PROBLEM: Write the listing out again, all of it, word for word.

Pointing dataset excerpts:
++++++++

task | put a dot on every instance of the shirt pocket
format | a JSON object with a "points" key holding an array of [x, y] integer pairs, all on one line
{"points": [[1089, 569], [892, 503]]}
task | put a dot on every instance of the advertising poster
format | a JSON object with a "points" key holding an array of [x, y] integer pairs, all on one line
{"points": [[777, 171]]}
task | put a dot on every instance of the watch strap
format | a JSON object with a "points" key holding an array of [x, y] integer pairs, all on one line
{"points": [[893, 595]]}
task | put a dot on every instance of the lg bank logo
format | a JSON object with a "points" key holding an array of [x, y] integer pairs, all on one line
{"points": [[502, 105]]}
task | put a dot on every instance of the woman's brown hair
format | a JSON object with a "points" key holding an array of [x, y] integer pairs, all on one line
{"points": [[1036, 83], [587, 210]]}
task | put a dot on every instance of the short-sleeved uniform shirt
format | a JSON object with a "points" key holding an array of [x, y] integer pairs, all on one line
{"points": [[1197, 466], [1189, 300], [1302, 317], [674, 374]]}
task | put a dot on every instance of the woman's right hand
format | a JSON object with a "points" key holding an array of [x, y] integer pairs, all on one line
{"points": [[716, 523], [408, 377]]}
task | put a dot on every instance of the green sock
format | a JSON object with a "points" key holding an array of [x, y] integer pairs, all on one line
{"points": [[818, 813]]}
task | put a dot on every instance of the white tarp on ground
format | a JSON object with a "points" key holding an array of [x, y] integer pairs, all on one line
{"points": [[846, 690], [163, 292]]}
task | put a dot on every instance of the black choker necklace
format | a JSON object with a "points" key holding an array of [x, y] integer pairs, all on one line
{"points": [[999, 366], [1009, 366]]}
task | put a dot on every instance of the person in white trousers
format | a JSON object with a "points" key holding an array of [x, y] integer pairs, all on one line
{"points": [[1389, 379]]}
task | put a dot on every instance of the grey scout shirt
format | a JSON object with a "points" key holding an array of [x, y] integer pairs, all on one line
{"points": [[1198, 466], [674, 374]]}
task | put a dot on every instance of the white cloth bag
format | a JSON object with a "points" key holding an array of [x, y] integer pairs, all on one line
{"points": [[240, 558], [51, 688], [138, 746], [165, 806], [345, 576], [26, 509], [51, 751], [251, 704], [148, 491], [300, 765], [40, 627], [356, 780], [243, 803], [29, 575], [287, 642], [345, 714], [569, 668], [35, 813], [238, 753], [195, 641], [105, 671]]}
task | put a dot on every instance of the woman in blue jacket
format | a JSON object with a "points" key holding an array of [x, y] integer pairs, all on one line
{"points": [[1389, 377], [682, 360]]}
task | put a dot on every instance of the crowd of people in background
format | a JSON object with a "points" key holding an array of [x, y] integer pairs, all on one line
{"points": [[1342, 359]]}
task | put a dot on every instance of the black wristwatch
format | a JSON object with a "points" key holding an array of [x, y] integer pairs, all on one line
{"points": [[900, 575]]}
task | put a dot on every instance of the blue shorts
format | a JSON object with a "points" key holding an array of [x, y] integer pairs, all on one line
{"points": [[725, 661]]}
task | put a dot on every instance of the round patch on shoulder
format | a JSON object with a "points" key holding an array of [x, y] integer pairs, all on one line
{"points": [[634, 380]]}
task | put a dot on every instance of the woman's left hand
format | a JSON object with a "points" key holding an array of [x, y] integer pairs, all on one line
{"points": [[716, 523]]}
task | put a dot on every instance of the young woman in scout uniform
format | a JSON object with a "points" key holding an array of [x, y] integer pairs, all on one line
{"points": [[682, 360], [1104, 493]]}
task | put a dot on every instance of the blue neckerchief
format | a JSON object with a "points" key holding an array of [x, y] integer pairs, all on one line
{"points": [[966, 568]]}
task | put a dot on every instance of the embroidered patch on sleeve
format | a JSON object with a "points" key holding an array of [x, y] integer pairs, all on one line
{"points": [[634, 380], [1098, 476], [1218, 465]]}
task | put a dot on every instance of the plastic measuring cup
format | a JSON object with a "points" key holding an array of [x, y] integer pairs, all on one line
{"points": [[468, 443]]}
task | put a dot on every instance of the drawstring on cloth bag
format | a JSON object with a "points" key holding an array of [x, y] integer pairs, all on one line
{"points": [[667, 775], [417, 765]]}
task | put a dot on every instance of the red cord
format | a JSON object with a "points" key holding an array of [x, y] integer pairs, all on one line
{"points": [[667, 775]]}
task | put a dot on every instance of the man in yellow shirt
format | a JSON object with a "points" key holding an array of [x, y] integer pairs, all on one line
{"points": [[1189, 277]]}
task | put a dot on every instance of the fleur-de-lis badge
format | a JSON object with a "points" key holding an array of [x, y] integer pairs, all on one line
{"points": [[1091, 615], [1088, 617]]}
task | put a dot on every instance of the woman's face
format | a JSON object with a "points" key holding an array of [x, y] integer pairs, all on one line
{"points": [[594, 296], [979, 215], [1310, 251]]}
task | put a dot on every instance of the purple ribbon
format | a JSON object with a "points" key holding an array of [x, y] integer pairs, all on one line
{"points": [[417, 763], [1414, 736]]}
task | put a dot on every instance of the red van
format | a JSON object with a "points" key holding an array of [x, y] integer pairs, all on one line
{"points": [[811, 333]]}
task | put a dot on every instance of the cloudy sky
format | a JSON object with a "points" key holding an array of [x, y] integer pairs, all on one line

++++++++

RESULT:
task | put a dot on every instance of the shirt pocket
format | a JSON object with a "points" key holding an array of [x, y] integer pairs, all on one line
{"points": [[1089, 569], [892, 503]]}
task | put a dot on every instance of the advertising poster
format | a JSON object with a "points" key holding an array of [x, y] integer pairs, all on one line
{"points": [[777, 171]]}
task | put a dot on every instance of the watch strap
format | a JSON object with a "points" key holding an array of [x, y] integer pairs, all on one line
{"points": [[893, 595]]}
task | put a dot on every instance of the lg bank logo
format | a JSON object with a "points" key holding an array of [x, y] integer pairs, all on one line
{"points": [[502, 105]]}
task | put a dot on every instance of the woman's brown hair
format | a JSON object with a "points" key holding an array of [x, y] integer pairs, all on one line
{"points": [[1036, 83], [587, 210]]}
task | put a dot on every instance of the short-sleeved uniform shirt
format | a JSON object with a "points" key holding an array of [x, y] integer pairs, all on one line
{"points": [[1197, 466], [1189, 300], [1302, 317], [674, 374]]}
task | put a dot on every instance of the woman's right hand
format | a JSON object with a "points" key holding an array of [x, y] integer pairs, all on one line
{"points": [[716, 523], [408, 377]]}
task | put a dot on every instance of the green sock
format | a JSON object with a "points" key holding an array of [x, y] integer pairs, all on one line
{"points": [[818, 813]]}
task | put a dot on every instance of the white tarp on ground
format | a JSON object with a "points" key holding an array of [x, y] integer pairs, all on one line
{"points": [[846, 690], [163, 292]]}
task | put a dot on every instance of the black choker necklace
format | a JSON object with a "points" key holding an array of [x, y] integer pairs, all on one line
{"points": [[999, 366], [1009, 366]]}
task | put a dot on every instance of the person in white trousers
format | a JSON object with a "points" key holding an array of [x, y] integer pairs, all on one line
{"points": [[1389, 379]]}
task | put a dot on every instance of the grey scout shirt
format | a JSON object with a "points" key holding an array of [x, y] integer pairs, all on one line
{"points": [[1198, 466], [674, 374]]}
task | put a dot on every instance of the white cloth bag
format | a JSON object with a "points" key holding an array of [x, y] integer pairs, all on one line
{"points": [[240, 558], [51, 688], [138, 746], [165, 806], [345, 576], [26, 509], [51, 751], [251, 704], [148, 491], [300, 765], [40, 627], [356, 780], [243, 803], [29, 575], [287, 642], [345, 714], [569, 668], [35, 813], [238, 753], [195, 641], [105, 671]]}
task | put a dot on every instance of the woman in blue jacket
format | a JSON object with a "points" key holding an array of [x, y] integer pairs, all on one line
{"points": [[1389, 377], [682, 360]]}
task | put a dot on every instance of the crowd of people in background
format | a JSON object with a "points" key holding an array of [x, y] integer pairs, all on one line
{"points": [[1342, 359]]}
task | put a dot on every instance of the black wristwatch
format | a JSON object with a "points" key holding an array of [x, y] integer pairs, all on one line
{"points": [[900, 575]]}
task | put a dot on every instance of the blue shorts
format | a JSON object with a "points" key holding an array of [x, y] integer pairs, all on one line
{"points": [[725, 661]]}
task | put a dot on every instance of the round patch on shoulder
format | a JSON object with a "points" key holding an array of [x, y] integer pairs, all on one line
{"points": [[634, 380]]}
task | put a dot on every instance of the woman's left hand
format | a JSON object with a "points" key holding an array of [x, y] integer pairs, all on one line
{"points": [[716, 523]]}
task | put a dot on every instance of the young woman in scout uniform
format | a JSON object with a "points" key holding an array of [x, y] integer pairs, all on one line
{"points": [[682, 360], [1104, 493]]}
task | put a dot on every instance of the blue neckerchief
format | a JSON object with a "points" key holding an array of [x, y] integer pairs, all on one line
{"points": [[966, 568]]}
task | put a dot on every instance of the embroidered patch on sleeve
format | a JSON object with a "points" key holding an array of [x, y] integer pairs, all on one line
{"points": [[634, 380], [1098, 476], [1218, 465]]}
task | put a dot on every instance of the plastic measuring cup
format | a JSON object with a "points" key holding an array of [x, y] integer pairs, all on one line
{"points": [[468, 443]]}
task | put a dot on every instance of the drawstring on cloth bag
format | a JSON object with a "points" key holding an array of [x, y] integer pairs, all on one line
{"points": [[667, 775], [417, 765]]}
task | put a dot on every instance of the red cord
format | a JSON object with a "points" key holding an array of [x, y] integer pairs, all on one line
{"points": [[667, 775]]}
task | put a dot on every instance of the man in yellow shirt
format | a JSON object with a "points" key holding an array of [x, y] integer pairs, all on one line
{"points": [[1189, 277]]}
task | put a dot on every instance of the fleur-de-lis badge
format | a JSON object with a "points" key holding an array of [x, y] integer pairs, all on one line
{"points": [[1091, 615], [1088, 617]]}
task | put a dot on every instance of the woman's face
format | a JSON object with a "points" key holding an array of [x, y] integer pairs, all on one line
{"points": [[594, 296], [979, 215], [1310, 251]]}
task | put a dot on every instance of the purple ribbon
format | a JSON object with a "points" key holding an array of [x, y] integer pairs, all on one line
{"points": [[417, 763], [1414, 736]]}
task | put a dot on every instance of the red van
format | a JSON object with a "points" key holding an array of [x, y] integer pairs, all on one line
{"points": [[811, 333]]}
task | put a dot on every instance of the cloudy sky
format | a JSON object with a "points" key holding an array of [x, y] integer pairs, all on one line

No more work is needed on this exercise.